**Material for this exercise:**
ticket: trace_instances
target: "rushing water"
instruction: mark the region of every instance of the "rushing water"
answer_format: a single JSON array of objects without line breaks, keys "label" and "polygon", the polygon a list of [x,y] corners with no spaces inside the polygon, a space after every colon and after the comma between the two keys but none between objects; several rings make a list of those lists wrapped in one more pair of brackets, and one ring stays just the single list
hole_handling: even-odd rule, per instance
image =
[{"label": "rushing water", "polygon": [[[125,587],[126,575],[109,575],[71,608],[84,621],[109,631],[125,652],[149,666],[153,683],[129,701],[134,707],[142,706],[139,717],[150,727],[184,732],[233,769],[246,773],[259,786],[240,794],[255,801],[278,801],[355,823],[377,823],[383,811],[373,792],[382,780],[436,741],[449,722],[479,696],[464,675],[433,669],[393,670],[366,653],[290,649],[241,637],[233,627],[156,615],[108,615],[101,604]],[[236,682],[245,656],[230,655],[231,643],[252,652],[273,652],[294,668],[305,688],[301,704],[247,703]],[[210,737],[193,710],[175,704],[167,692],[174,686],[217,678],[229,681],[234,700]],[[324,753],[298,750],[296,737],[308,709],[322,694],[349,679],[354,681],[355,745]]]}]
--
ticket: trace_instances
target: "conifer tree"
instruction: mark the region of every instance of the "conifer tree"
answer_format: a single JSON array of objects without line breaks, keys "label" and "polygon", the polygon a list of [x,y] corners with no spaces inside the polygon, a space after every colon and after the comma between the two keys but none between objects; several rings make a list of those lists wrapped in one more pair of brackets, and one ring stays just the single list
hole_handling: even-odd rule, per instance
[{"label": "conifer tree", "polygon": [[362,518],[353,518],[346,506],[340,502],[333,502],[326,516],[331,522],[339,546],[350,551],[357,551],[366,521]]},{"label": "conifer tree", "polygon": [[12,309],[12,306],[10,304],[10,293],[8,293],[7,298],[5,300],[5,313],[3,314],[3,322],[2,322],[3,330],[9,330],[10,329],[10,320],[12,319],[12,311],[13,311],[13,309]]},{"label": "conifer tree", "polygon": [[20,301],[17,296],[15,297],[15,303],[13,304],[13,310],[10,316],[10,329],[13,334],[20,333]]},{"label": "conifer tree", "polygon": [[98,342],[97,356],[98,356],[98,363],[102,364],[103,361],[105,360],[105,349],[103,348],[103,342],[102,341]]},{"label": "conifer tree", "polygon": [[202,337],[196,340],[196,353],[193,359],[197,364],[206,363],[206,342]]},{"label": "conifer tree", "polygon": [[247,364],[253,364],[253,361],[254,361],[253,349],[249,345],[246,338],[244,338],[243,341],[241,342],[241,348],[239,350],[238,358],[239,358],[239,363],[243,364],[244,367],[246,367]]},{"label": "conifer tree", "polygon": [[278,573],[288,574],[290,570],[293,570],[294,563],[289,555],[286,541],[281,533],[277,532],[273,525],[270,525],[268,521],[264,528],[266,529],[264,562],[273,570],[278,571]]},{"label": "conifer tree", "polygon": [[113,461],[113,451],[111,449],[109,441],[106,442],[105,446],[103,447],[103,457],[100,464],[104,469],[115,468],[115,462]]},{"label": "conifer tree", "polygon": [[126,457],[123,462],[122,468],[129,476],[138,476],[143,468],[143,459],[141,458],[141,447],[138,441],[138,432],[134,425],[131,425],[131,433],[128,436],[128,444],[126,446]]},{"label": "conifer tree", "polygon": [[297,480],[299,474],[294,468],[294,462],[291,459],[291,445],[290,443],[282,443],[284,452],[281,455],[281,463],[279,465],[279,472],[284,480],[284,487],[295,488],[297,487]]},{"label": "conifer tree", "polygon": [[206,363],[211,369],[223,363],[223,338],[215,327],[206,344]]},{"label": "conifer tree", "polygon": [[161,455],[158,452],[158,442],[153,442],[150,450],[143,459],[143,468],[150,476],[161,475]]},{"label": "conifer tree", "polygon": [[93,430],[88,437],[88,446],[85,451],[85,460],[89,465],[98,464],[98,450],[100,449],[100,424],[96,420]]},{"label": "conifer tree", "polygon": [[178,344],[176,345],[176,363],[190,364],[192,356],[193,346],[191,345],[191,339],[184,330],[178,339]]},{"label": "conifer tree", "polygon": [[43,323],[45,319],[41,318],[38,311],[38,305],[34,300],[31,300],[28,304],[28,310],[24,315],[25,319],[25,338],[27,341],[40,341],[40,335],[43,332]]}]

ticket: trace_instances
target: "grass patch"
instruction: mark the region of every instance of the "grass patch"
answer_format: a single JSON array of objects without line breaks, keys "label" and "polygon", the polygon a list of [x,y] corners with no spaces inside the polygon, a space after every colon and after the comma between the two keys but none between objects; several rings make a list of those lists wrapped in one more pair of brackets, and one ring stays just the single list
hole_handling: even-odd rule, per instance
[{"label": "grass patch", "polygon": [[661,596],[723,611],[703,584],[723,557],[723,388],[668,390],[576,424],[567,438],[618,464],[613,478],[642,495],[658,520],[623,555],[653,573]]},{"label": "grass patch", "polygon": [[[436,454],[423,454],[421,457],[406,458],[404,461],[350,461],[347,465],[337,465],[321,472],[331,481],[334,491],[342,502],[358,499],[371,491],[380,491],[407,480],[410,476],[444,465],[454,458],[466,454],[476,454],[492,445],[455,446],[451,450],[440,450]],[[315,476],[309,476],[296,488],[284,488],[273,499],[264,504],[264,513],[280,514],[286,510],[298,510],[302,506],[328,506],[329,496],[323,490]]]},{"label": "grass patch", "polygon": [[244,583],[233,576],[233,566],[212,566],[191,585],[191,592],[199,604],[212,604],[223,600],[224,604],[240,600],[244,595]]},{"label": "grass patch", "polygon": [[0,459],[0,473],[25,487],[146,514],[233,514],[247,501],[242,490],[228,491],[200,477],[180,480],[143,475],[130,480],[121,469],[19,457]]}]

**Description of the task:**
Search the data above and return each line in which "target" occurs.

**Exercise output:**
target: "rushing water"
target: "conifer tree"
target: "grass patch"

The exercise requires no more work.